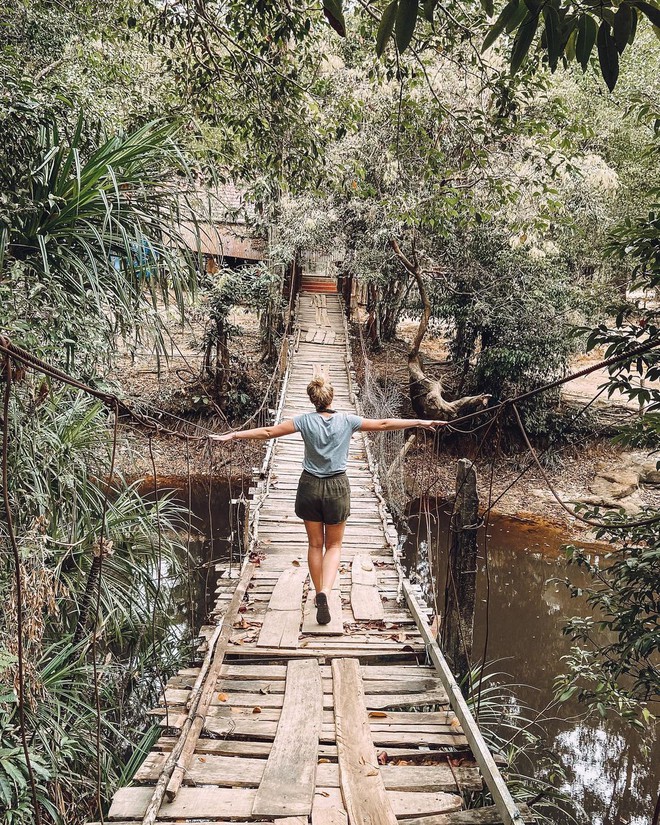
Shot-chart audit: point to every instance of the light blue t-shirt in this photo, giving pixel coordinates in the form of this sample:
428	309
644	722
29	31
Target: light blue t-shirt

EXERCISE GOAL: Copy the lines above word for word, omitting the picture.

WRITTEN REPLY:
Shot-chart audit: point to every instance of the light blue t-shirt in this photo, giving pixel coordinates in the form of this sample:
428	309
644	722
29	31
Target: light blue t-shirt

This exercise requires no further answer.